▶ **WHAT IS ASKED**: Write out every line of the records below word for word, without changing or leaving out anything.

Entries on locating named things
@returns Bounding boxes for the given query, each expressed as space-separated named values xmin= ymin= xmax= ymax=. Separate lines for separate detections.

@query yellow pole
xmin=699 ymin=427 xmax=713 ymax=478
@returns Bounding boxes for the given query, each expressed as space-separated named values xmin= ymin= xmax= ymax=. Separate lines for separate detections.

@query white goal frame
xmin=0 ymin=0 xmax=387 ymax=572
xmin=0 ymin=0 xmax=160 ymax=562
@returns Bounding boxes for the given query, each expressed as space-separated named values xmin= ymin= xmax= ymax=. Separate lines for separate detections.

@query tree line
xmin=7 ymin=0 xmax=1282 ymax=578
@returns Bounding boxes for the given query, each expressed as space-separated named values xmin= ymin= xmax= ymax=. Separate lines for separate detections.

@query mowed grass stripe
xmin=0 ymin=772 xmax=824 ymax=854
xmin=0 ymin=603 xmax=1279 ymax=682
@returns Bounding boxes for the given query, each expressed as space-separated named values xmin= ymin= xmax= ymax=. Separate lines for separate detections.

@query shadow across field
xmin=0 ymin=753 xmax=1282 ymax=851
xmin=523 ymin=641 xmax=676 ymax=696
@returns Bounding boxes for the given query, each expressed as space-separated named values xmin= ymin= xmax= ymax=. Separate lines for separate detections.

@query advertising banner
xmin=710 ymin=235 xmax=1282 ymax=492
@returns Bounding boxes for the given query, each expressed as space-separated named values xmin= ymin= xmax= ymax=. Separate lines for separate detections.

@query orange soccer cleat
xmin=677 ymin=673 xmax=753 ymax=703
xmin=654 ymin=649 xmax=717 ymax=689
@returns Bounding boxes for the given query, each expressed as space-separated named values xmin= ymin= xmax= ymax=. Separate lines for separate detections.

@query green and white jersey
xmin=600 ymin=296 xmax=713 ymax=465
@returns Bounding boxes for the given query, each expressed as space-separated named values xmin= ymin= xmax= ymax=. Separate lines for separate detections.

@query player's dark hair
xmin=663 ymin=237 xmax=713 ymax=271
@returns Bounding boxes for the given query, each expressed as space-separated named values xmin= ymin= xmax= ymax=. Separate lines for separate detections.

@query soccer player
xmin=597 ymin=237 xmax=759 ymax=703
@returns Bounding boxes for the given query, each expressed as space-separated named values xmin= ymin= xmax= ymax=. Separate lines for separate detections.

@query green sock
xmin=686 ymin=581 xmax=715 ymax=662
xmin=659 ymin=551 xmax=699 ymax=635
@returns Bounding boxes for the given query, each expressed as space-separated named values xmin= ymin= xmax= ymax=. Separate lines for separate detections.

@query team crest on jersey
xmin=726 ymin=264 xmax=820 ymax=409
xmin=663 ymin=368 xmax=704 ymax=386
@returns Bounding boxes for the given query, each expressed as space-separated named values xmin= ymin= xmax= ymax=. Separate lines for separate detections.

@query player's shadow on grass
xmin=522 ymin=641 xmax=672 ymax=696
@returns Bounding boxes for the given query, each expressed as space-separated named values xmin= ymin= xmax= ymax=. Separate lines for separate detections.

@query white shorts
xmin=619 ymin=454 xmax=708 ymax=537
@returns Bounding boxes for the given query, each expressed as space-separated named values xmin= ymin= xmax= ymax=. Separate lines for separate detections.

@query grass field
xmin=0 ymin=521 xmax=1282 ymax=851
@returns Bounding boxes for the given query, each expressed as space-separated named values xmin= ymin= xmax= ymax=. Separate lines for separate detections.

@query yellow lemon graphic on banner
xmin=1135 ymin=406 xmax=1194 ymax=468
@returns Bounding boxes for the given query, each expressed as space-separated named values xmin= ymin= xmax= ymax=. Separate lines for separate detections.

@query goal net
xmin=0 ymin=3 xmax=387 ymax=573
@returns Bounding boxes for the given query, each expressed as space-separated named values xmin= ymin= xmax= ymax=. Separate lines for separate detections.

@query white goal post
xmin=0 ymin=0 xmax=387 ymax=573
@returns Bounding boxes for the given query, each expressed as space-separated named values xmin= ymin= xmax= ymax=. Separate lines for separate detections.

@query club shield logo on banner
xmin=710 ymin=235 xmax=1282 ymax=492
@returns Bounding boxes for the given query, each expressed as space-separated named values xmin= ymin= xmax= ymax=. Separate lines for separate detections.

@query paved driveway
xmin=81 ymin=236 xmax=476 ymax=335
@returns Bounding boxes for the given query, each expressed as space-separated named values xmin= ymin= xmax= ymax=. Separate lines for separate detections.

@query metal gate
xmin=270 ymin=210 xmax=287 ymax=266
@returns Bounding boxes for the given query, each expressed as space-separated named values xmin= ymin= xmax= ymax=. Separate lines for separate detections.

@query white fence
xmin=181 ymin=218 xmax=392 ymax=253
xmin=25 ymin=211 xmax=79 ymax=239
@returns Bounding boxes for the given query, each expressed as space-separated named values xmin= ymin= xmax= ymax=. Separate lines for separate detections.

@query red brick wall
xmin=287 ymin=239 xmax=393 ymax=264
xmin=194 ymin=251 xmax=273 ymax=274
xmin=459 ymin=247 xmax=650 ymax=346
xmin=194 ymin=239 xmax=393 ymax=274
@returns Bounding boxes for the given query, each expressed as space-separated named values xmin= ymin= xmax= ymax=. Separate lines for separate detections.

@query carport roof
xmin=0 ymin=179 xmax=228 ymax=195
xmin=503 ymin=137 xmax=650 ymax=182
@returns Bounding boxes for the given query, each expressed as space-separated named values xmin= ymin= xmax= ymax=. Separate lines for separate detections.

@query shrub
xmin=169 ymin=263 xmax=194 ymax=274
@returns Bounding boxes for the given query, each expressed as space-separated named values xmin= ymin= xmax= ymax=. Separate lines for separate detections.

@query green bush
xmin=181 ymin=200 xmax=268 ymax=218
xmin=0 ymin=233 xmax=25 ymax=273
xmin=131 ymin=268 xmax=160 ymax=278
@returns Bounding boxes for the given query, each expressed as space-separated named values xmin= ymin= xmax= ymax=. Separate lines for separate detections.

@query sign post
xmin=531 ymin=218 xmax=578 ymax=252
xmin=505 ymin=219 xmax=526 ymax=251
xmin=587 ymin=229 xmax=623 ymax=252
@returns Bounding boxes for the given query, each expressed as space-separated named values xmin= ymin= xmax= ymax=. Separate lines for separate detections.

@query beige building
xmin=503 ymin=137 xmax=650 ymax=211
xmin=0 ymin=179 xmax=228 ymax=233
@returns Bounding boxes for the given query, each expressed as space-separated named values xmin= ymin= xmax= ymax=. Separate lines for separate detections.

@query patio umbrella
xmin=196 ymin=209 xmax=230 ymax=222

▶ **RESULT FOR THIS EXERCISE**:
@returns Bounding boxes for the given query, each expressed as space-separated named values xmin= ymin= xmax= ymax=. Separate lines for separate detections.

@query yellow pole
xmin=699 ymin=427 xmax=713 ymax=478
@returns Bounding boxes for the given query, each expressed as space-separated named values xmin= ymin= xmax= ymax=. Separate lines for separate detections.

@query white goal frame
xmin=0 ymin=0 xmax=387 ymax=572
xmin=0 ymin=0 xmax=160 ymax=562
@returns Bounding boxes for the given query, each expressed as space-separated named values xmin= ymin= xmax= ymax=. Separate lines for separate detections.

@query tree line
xmin=7 ymin=0 xmax=1282 ymax=578
@returns Bounding boxes for the given query, each expressed as space-separated named values xmin= ymin= xmax= ymax=. Separate lines for separate detections.

@query mowed grass stripe
xmin=0 ymin=772 xmax=824 ymax=854
xmin=0 ymin=603 xmax=1279 ymax=682
@returns Bounding boxes for the given query, each expressed as space-separated named values xmin= ymin= xmax= ymax=. Separate lines for separate detections.

@query shadow across field
xmin=0 ymin=753 xmax=1282 ymax=851
xmin=523 ymin=641 xmax=676 ymax=696
@returns Bounding boxes for the given query, each expressed as space-separated named values xmin= ymin= xmax= ymax=. Separate lines for separate detections.

@query advertising banner
xmin=710 ymin=235 xmax=1282 ymax=492
@returns Bounding boxes for the given query, each expressed as space-separated named values xmin= ymin= xmax= ymax=. Separate lines for separate detections.

@query orange soccer cleat
xmin=677 ymin=673 xmax=753 ymax=703
xmin=654 ymin=649 xmax=717 ymax=689
@returns Bounding boxes for the given query, each expressed as space-separated named values xmin= ymin= xmax= ymax=. Separate lines for separate detections.

@query green and white jersey
xmin=600 ymin=296 xmax=713 ymax=465
@returns Bounding boxes for the given query, each expressed as space-separated named values xmin= ymin= xmax= ymax=. Separate lines for separate detections.

@query player's dark hair
xmin=663 ymin=237 xmax=713 ymax=271
@returns Bounding boxes for the given query, each expressed as space-separated named values xmin= ymin= xmax= ymax=. Separate lines for separate detections.

@query soccer player
xmin=597 ymin=237 xmax=759 ymax=703
@returns Bounding boxes for the given query, each expressed as space-separated named values xmin= ymin= xmax= ymax=. Separate lines for separate detections.

@query green sock
xmin=686 ymin=581 xmax=715 ymax=662
xmin=659 ymin=551 xmax=699 ymax=635
@returns Bounding boxes for the given query, each expressed as space-separated named values xmin= ymin= xmax= ymax=. Separate lines for separate detections.

@query team crest on jersey
xmin=726 ymin=264 xmax=820 ymax=409
xmin=663 ymin=368 xmax=704 ymax=386
@returns Bounding boxes for the given query, each expressed as space-separated named values xmin= ymin= xmax= ymax=. Separate lines for separate detections.

@query player's shadow on grass
xmin=522 ymin=641 xmax=672 ymax=696
@returns Bounding boxes for the given query, each expressed as space-separated named values xmin= ymin= xmax= ymax=. Separate lines for separate detections.

@query white shorts
xmin=619 ymin=454 xmax=708 ymax=537
@returns Bounding boxes for the given query, each expressed as space-separated named values xmin= ymin= xmax= ymax=. Separate lines for separate detections.

@query grass field
xmin=0 ymin=521 xmax=1282 ymax=851
@returns Bounding boxes for the given query, each expressed as space-separated named values xmin= ymin= xmax= ymax=. Separate lines for separate detections.

@query yellow lemon graphic on banner
xmin=1135 ymin=406 xmax=1194 ymax=468
@returns Bounding boxes for the given query, each expressed as space-separated named values xmin= ymin= xmax= ymax=. Separate lines for separate detections.

@query goal net
xmin=0 ymin=3 xmax=387 ymax=573
@returns Bounding boxes for the given query, each expressed as space-separated named values xmin= ymin= xmax= ymax=. Separate lines for separate detections.

@query white goal post
xmin=0 ymin=0 xmax=387 ymax=573
@returns Bounding boxes for the given query, each expressed as space-separated named values xmin= ymin= xmax= ymax=. Separate lines for separate detections.

@query club shield logo on banner
xmin=710 ymin=235 xmax=1282 ymax=492
@returns Bounding boxes for the given query, each expressed as space-separated named values xmin= ymin= xmax= ymax=. Separate lines for separate detections.

@query paved driveway
xmin=81 ymin=236 xmax=476 ymax=335
@returns Bounding boxes for the given query, each expressed as space-separated named values xmin= ymin= xmax= ymax=. Separate lines for separate detections.

@query metal gate
xmin=270 ymin=210 xmax=287 ymax=266
@returns Bounding boxes for the given query, each expressed as space-separated named values xmin= ymin= xmax= ymax=. Separate lines for separate detections.

@query white fence
xmin=181 ymin=218 xmax=392 ymax=253
xmin=25 ymin=211 xmax=79 ymax=239
@returns Bounding boxes for the given query, each expressed as space-separated named values xmin= ymin= xmax= ymax=. Separate lines for separate detections.

@query red brick wall
xmin=287 ymin=239 xmax=393 ymax=264
xmin=194 ymin=251 xmax=273 ymax=274
xmin=459 ymin=247 xmax=650 ymax=346
xmin=194 ymin=239 xmax=393 ymax=274
@returns Bounding boxes for the given query, each expressed as space-separated named values xmin= ymin= xmax= ymax=. Separate lines for separate detections.

@query carport roof
xmin=0 ymin=179 xmax=228 ymax=195
xmin=503 ymin=137 xmax=650 ymax=182
@returns Bounding boxes for the given query, each expressed as space-separated named values xmin= ymin= xmax= ymax=. Separate lines for separate detections.

@query shrub
xmin=169 ymin=263 xmax=194 ymax=274
@returns Bounding boxes for the given query, each expressed as space-separated named values xmin= ymin= xmax= ymax=. Separate lines for separate detections.

@query green bush
xmin=181 ymin=200 xmax=268 ymax=218
xmin=0 ymin=233 xmax=25 ymax=273
xmin=131 ymin=268 xmax=160 ymax=278
@returns Bounding boxes for the given query, each expressed as space-separated named values xmin= ymin= xmax= ymax=. Separate lines for separate detections.

@query sign post
xmin=531 ymin=218 xmax=578 ymax=252
xmin=505 ymin=219 xmax=526 ymax=251
xmin=587 ymin=229 xmax=623 ymax=252
@returns Bounding boxes for the given query, each expressed as space-separated named values xmin= ymin= xmax= ymax=. Separate lines for separate detections.

@query beige building
xmin=503 ymin=137 xmax=650 ymax=211
xmin=0 ymin=179 xmax=228 ymax=233
@returns Bounding boxes for the given query, each expressed as space-separated named values xmin= ymin= xmax= ymax=. Separate lines for separate detections.

@query patio umbrella
xmin=196 ymin=209 xmax=230 ymax=222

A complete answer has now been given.